[Stored dataset items]
■ ■ ■

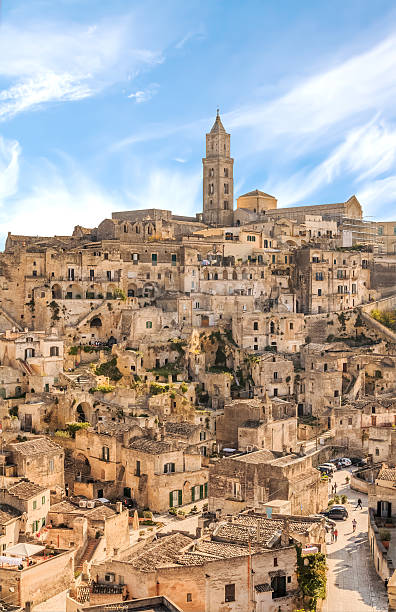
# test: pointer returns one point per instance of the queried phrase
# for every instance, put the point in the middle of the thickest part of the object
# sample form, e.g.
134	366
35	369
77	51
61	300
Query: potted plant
385	537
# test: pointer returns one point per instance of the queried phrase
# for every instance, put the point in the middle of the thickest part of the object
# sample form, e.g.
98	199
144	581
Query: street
353	585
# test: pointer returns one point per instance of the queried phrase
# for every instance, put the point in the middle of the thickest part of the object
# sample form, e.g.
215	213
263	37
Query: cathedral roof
217	126
257	192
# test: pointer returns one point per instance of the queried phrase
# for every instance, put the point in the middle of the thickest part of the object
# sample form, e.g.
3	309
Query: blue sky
104	105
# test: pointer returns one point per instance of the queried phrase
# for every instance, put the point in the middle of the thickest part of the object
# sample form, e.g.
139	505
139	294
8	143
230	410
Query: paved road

■ ■ ■

* Given exercise *
Retype all of the records above line for line, without any changes, and leave out the pictures.

* Solution for this exercise *
# test: pointer returns one point per instance of the queried phrase
# for every instance, put the point in the middle of the thickest part of the object
# sample form, e.g.
134	366
35	369
77	51
61	300
Query: potted plant
385	537
# test: pointer returns one point per instance of the queried phrase
# for every instance, put the point in the middle of the thickest part of the object
# sample form, e.g.
98	199
144	581
Query: street
353	585
# test: pointer returns one point per instance of the queried phrase
# for every instance, put the point in the middle of the thickest part of the object
# sample form, e.g.
215	213
263	37
Query: cathedral roof
217	126
257	192
# test: pointer returns one point per instance of the queried phrase
# for every instance, put the point in the middle of the thickest part of the object
# sample form, e.g.
3	309
Query: blue sky
104	105
# test: pointer returns one point per instance of the queried phrase
# for every instance, put the point in the middle of the thickest part of the object
# sample form, e.g.
139	505
139	294
8	143
230	410
Query: paved road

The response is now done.